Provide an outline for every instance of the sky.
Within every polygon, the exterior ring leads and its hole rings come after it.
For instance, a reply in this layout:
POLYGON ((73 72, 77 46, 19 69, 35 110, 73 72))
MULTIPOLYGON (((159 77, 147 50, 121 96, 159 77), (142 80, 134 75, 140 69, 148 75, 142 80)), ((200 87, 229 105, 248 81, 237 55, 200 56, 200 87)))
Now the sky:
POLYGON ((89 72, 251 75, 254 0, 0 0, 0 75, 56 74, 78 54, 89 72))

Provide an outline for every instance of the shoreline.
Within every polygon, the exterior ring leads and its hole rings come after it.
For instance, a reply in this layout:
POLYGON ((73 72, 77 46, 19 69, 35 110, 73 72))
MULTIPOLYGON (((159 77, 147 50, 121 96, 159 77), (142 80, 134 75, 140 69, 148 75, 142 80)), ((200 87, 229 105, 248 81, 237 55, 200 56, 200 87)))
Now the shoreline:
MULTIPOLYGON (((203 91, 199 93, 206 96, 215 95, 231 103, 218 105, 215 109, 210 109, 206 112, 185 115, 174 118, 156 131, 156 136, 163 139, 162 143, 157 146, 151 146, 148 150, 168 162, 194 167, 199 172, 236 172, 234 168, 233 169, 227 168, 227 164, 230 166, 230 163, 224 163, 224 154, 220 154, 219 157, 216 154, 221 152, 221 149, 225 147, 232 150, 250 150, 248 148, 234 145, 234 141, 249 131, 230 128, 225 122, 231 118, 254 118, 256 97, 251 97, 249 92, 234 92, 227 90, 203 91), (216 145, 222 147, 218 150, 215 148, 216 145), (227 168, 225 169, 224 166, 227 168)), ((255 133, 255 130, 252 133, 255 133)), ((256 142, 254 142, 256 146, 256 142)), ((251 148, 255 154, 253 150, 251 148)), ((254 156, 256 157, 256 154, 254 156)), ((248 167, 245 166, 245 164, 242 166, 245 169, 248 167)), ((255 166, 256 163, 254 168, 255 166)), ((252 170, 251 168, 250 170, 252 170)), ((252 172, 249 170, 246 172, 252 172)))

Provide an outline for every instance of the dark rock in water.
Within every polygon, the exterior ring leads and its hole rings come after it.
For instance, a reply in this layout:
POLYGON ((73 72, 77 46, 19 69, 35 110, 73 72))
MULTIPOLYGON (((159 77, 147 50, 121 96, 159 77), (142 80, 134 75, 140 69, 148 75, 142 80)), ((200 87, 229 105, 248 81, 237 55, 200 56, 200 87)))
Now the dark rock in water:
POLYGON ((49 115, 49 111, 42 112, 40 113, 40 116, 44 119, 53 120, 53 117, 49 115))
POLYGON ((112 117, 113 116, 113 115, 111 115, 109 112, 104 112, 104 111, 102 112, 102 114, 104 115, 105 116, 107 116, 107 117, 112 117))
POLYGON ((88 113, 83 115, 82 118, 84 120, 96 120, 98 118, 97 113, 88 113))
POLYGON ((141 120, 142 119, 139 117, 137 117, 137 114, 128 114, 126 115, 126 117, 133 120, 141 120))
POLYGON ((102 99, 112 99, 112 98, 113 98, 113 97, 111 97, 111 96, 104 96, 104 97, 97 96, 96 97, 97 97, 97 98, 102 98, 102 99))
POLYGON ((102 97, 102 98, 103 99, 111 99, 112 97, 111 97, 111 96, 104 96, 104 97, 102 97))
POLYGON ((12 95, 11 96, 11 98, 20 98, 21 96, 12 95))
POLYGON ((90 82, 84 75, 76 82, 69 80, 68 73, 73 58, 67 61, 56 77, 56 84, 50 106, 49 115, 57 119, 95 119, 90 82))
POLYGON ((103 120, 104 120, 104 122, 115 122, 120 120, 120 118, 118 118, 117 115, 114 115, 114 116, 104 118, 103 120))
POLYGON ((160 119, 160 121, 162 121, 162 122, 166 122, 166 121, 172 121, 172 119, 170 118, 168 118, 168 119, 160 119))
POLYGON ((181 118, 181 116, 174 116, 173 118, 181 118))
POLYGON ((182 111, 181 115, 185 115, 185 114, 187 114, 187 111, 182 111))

GOAL OF THE EXERCISE –
Rewrite all of the items above with every occurrence of "exterior ring" changed to "outer boundary", leaving everything else unchanged.

EXPECTED ANSWER –
Provide an outline for every instance of the sky.
Within every polygon, the outer boundary leads and its hole rings come after it.
For instance, a reply in this layout:
POLYGON ((73 72, 77 46, 19 69, 35 110, 73 72))
MULTIPOLYGON (((159 77, 147 50, 121 96, 159 77), (142 80, 134 75, 140 69, 148 75, 142 80)), ((200 87, 229 105, 248 81, 237 55, 200 56, 200 87)))
Now the sky:
POLYGON ((89 72, 251 75, 254 0, 0 0, 0 75, 56 74, 78 54, 89 72))

Provide an outline for every instance of the shoreline.
Within every polygon, the outer boundary leads and its hole rings come after it.
For instance, a reply in this layout:
POLYGON ((73 72, 77 46, 19 69, 35 110, 73 72))
MULTIPOLYGON (((159 77, 147 50, 121 96, 159 77), (142 80, 134 75, 140 69, 148 75, 142 80)), ((200 87, 229 105, 248 81, 237 55, 200 56, 200 87)))
Now the shoreline:
MULTIPOLYGON (((203 91, 199 93, 206 96, 215 95, 231 103, 218 105, 215 109, 210 109, 206 112, 185 115, 174 118, 156 131, 156 136, 163 139, 162 143, 157 146, 151 146, 148 150, 168 162, 194 167, 199 172, 236 172, 234 168, 233 169, 227 168, 227 164, 230 166, 230 163, 224 163, 224 154, 220 154, 219 157, 216 154, 221 152, 221 149, 225 147, 232 150, 250 150, 248 148, 234 145, 234 141, 249 131, 230 128, 225 122, 231 118, 254 118, 256 97, 251 97, 249 92, 234 92, 227 90, 203 91), (216 145, 222 147, 218 150, 215 148, 216 145), (227 168, 225 169, 224 166, 227 168)), ((255 133, 255 130, 252 133, 255 133)), ((256 142, 254 142, 256 146, 256 142)), ((251 148, 255 154, 253 150, 251 148)), ((254 156, 256 157, 256 154, 254 156)), ((248 167, 245 166, 245 164, 242 166, 245 169, 248 167)), ((255 166, 256 163, 254 168, 255 166)), ((252 170, 251 168, 250 170, 252 170)), ((252 172, 249 170, 246 172, 252 172)))

Provide an outline for every instance of the dark rock in water.
Within every polygon, the outer boundary leads and its hole rings come after it.
For instance, a reply in this layout:
POLYGON ((73 72, 77 46, 19 69, 35 110, 73 72))
MULTIPOLYGON (((159 77, 147 50, 121 96, 159 77), (142 80, 134 75, 140 69, 148 75, 142 80)), ((200 87, 229 105, 248 81, 237 55, 200 56, 200 87)))
Now the dark rock in water:
POLYGON ((49 115, 49 111, 42 112, 40 113, 40 116, 44 119, 53 120, 53 117, 49 115))
POLYGON ((112 117, 113 116, 113 115, 111 115, 109 112, 104 112, 104 111, 102 112, 102 114, 104 115, 105 116, 107 116, 107 117, 112 117))
POLYGON ((88 113, 83 115, 82 118, 84 120, 96 120, 98 118, 97 113, 88 113))
POLYGON ((141 120, 142 119, 139 117, 137 117, 137 114, 128 114, 126 115, 126 117, 133 120, 141 120))
POLYGON ((102 99, 112 99, 112 98, 113 98, 113 97, 111 97, 111 96, 104 96, 104 97, 97 96, 96 97, 97 97, 97 98, 102 98, 102 99))
POLYGON ((102 97, 102 98, 103 99, 111 99, 112 97, 111 97, 111 96, 104 96, 104 97, 102 97))
POLYGON ((12 95, 11 96, 11 98, 20 98, 21 96, 12 95))
POLYGON ((90 82, 84 75, 76 82, 69 80, 68 73, 73 58, 67 61, 56 77, 56 84, 50 106, 49 115, 57 119, 95 119, 90 82))
POLYGON ((103 120, 104 120, 104 122, 115 122, 120 120, 120 118, 118 118, 117 115, 114 115, 114 116, 104 118, 103 120))
POLYGON ((160 119, 160 121, 162 121, 162 122, 166 122, 166 121, 172 121, 172 119, 170 118, 168 118, 168 119, 160 119))
POLYGON ((181 118, 181 116, 174 116, 173 118, 181 118))
POLYGON ((182 111, 181 115, 185 115, 185 114, 187 114, 187 111, 182 111))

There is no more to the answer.